● Stated goal: Format the rows from the line containing "Target: overhanging tree branch" through the line containing "column 163, row 352", inclusive, as a JSON list of strings with one string per line and blank lines omitted.

● Provided material:

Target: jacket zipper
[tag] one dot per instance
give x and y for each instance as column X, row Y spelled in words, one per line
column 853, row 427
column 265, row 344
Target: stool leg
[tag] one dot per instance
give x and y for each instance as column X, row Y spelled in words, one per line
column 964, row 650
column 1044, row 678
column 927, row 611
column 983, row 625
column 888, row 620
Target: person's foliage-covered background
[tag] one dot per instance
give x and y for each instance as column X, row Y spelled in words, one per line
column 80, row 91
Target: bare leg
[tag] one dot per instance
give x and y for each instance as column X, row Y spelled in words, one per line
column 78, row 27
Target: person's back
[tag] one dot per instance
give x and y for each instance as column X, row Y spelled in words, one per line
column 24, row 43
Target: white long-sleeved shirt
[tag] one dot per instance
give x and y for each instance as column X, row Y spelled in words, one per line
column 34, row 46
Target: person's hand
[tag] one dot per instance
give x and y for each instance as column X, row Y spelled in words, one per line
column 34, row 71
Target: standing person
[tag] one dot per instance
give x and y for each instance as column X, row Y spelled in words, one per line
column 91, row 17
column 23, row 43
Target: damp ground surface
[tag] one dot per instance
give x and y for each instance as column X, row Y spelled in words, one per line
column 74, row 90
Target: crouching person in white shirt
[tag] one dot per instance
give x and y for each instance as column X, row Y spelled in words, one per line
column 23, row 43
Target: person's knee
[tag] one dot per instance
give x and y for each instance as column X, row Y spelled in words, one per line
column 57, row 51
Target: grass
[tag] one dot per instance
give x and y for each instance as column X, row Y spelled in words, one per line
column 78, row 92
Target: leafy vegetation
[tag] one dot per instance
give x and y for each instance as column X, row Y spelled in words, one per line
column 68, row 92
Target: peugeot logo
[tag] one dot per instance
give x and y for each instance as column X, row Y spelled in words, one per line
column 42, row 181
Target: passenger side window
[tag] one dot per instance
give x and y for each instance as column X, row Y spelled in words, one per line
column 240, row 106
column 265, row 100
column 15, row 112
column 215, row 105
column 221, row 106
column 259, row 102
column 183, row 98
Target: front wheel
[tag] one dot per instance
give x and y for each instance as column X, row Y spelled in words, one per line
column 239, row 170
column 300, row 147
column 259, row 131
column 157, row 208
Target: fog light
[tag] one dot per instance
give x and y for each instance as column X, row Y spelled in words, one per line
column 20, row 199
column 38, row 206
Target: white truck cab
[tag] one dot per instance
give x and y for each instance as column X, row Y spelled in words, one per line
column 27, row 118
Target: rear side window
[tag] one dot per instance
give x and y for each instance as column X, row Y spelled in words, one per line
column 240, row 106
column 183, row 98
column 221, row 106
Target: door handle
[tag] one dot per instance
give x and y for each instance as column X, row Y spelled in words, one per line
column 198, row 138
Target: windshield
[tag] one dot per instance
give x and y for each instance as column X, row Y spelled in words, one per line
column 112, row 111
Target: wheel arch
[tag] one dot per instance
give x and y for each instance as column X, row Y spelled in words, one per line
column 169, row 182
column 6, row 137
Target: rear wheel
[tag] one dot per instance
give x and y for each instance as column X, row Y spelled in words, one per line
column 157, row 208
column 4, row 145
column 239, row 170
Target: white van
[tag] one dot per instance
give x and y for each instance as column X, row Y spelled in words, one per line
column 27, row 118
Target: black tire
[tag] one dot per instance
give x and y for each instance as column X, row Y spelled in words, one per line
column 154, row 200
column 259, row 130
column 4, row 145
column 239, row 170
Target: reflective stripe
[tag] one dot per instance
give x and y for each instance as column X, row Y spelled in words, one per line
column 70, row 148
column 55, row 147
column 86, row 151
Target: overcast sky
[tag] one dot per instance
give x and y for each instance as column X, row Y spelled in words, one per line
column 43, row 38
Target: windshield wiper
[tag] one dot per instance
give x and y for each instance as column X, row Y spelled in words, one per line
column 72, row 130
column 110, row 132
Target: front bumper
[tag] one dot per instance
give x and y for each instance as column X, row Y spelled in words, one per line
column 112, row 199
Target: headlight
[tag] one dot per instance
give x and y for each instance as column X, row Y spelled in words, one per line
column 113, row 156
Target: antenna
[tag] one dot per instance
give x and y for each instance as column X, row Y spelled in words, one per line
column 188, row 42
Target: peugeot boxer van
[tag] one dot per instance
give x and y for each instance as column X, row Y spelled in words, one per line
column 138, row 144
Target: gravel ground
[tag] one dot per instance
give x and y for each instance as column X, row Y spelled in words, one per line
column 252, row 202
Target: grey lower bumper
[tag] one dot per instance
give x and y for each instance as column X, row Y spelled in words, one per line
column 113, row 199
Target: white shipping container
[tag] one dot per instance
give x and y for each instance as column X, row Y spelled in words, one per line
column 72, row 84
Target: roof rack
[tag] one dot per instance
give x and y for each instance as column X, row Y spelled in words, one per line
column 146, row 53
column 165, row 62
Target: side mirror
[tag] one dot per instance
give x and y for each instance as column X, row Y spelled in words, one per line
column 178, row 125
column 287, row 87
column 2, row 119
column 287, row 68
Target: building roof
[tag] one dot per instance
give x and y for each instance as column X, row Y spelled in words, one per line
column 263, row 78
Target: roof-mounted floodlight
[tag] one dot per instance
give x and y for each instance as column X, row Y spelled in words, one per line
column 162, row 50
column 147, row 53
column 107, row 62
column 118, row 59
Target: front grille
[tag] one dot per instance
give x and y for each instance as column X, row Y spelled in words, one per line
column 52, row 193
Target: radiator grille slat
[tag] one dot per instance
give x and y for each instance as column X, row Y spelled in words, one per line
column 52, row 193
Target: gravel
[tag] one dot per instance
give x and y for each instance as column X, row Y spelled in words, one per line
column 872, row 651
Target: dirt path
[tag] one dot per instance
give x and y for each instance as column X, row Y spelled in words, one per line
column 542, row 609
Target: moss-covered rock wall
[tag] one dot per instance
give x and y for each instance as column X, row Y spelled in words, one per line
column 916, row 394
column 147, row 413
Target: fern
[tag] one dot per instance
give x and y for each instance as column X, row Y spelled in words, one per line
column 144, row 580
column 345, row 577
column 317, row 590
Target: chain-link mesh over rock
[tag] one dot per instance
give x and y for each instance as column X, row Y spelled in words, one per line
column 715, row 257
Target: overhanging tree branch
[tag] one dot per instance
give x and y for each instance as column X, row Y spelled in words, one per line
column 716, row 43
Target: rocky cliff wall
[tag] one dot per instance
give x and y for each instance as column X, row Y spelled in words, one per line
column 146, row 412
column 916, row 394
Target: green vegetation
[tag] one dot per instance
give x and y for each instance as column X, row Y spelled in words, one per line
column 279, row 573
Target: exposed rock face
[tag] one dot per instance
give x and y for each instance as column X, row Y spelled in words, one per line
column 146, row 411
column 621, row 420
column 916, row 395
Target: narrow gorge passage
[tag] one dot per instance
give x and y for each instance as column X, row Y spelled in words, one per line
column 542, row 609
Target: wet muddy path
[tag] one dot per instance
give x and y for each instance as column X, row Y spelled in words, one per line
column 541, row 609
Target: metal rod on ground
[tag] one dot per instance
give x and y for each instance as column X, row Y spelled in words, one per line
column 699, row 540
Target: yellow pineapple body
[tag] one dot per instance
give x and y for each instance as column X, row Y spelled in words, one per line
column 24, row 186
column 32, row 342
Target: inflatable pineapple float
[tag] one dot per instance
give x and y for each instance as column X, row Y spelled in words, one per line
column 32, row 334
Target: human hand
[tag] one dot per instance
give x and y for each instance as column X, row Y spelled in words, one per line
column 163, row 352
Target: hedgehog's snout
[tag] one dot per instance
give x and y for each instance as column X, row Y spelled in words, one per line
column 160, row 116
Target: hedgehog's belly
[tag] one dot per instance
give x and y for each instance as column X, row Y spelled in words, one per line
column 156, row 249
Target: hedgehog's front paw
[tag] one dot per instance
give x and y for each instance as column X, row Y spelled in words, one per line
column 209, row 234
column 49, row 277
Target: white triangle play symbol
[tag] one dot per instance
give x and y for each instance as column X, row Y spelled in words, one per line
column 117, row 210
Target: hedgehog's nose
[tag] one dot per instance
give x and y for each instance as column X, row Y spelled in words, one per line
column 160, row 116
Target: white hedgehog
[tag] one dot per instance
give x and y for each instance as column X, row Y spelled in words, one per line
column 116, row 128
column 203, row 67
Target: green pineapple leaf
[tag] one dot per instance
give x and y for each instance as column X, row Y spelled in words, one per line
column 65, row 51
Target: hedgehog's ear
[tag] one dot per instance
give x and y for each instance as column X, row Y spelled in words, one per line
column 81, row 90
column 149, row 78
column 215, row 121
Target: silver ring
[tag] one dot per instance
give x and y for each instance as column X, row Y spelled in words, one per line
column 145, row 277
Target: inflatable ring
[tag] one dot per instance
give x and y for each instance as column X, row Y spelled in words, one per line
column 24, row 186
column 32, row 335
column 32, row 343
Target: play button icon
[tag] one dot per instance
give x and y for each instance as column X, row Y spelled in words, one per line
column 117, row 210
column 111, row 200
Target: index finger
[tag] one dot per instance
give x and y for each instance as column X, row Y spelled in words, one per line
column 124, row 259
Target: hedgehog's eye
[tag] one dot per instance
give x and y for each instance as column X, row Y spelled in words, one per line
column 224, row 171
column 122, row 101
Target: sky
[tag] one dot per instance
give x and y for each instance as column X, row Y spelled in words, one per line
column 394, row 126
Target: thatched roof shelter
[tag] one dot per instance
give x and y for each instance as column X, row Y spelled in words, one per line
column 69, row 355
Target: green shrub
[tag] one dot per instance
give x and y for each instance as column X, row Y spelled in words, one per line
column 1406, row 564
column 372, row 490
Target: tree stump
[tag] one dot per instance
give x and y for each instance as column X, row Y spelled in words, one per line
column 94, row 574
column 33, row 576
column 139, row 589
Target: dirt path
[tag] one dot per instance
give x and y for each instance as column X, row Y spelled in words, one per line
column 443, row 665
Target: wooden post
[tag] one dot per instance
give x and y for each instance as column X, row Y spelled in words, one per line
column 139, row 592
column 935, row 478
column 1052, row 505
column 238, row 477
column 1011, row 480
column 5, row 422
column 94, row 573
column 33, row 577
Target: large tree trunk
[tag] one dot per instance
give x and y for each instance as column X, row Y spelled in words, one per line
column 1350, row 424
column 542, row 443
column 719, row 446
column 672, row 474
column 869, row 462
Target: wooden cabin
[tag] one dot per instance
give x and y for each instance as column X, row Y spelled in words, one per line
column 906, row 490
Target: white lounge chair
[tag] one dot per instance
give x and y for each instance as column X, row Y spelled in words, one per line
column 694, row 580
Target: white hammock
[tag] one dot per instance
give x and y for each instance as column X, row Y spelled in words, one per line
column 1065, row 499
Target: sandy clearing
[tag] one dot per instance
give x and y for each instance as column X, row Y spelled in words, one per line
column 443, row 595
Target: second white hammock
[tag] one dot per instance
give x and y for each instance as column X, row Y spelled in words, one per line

● Problem solution:
[
  "Target: overhanging tree branch",
  "[tag] one dot per instance",
  "give x and y for each instance as column X, row Y spelled in words, one per line",
  "column 716, row 43",
  "Target: rocky cliff wall",
  "[tag] one dot per instance",
  "give x and y for each instance as column X, row Y spelled in words, one per line",
  "column 146, row 412",
  "column 916, row 394",
  "Target: green vegetation",
  "[tag] one dot per instance",
  "give x and y for each instance as column X, row Y spelled in words, one per line",
  "column 279, row 573",
  "Target: exposed rock face",
  "[tag] one dot per instance",
  "give x and y for each instance as column X, row Y spelled in words, one per line",
  "column 146, row 411",
  "column 621, row 420",
  "column 916, row 395",
  "Target: narrow gorge passage",
  "[tag] one dot per instance",
  "give x and y for each instance as column X, row Y spelled in words, one per line",
  "column 542, row 609",
  "Target: wet muddy path",
  "[tag] one dot per instance",
  "give x and y for each instance as column X, row Y spelled in words, one per line",
  "column 541, row 609",
  "Target: metal rod on ground",
  "[tag] one dot per instance",
  "give x and y for each instance as column X, row Y spelled in words, one per line",
  "column 699, row 540",
  "Target: yellow pineapple body",
  "[tag] one dot per instance",
  "give x and y for each instance as column X, row Y spelled in words, one per line",
  "column 24, row 186",
  "column 32, row 342",
  "Target: inflatable pineapple float",
  "[tag] one dot per instance",
  "give x and y for each instance as column X, row Y spelled in words, one per line",
  "column 32, row 334",
  "Target: human hand",
  "[tag] one dot per instance",
  "give x and y for each instance as column X, row Y spelled in words, one per line",
  "column 163, row 352"
]